Work to do: Gather every line of the material below that contains the string "tree" and copy each such line in full. Case counts.

▼

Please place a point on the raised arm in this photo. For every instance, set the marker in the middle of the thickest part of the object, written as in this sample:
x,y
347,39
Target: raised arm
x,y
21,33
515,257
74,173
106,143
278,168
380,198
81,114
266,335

▲
▼

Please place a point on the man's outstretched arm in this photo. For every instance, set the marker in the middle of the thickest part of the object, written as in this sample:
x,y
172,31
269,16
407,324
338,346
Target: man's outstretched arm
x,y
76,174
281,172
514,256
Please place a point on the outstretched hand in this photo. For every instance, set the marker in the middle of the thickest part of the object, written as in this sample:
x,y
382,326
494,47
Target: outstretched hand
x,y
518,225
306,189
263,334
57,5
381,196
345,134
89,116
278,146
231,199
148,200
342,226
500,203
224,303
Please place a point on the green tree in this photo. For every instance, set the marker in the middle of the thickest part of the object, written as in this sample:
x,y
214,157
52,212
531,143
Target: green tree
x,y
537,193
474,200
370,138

▲
▼

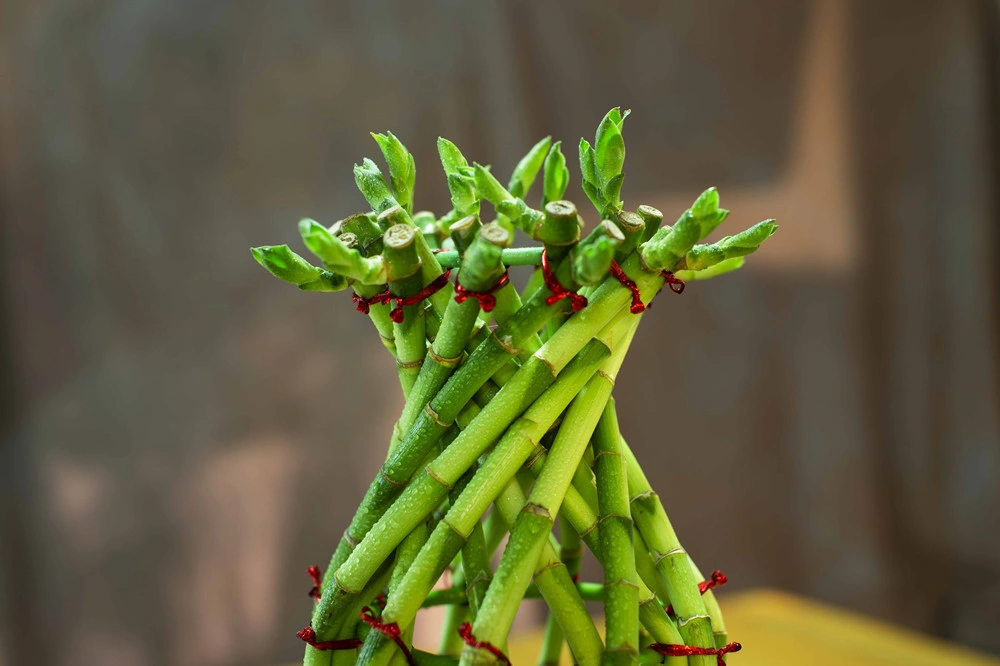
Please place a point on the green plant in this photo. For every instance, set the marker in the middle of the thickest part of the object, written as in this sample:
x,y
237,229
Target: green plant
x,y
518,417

▲

Expected answer:
Please place a point on the green tree in this photo. For every instance, set the marker in the middle of the thickest part of the object, written as in this sample:
Target: green tree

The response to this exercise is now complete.